- _ACTIVITY_: Replace "rough mask" with "coarse mask" in the records from their first line through the line containing "positive clicks: (489, 271)". Leave everything else unchanged and give back only those lines.

- _INPUT DATA_:
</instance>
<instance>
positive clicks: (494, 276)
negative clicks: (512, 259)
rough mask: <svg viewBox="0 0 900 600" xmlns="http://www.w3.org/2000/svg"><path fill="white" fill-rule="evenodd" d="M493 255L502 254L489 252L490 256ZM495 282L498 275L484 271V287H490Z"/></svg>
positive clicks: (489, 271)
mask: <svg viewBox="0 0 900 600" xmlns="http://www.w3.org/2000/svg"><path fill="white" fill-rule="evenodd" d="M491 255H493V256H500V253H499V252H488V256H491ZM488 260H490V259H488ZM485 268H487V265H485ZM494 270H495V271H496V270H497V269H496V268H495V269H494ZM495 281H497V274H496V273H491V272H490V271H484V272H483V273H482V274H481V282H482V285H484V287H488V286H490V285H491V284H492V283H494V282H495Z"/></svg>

- _TASK SOLUTION_:
</instance>
<instance>
positive clicks: (494, 276)
negative clicks: (512, 259)
coarse mask: <svg viewBox="0 0 900 600" xmlns="http://www.w3.org/2000/svg"><path fill="white" fill-rule="evenodd" d="M493 255L502 254L489 252L490 256ZM495 282L498 275L484 271V287H490Z"/></svg>
positive clicks: (489, 271)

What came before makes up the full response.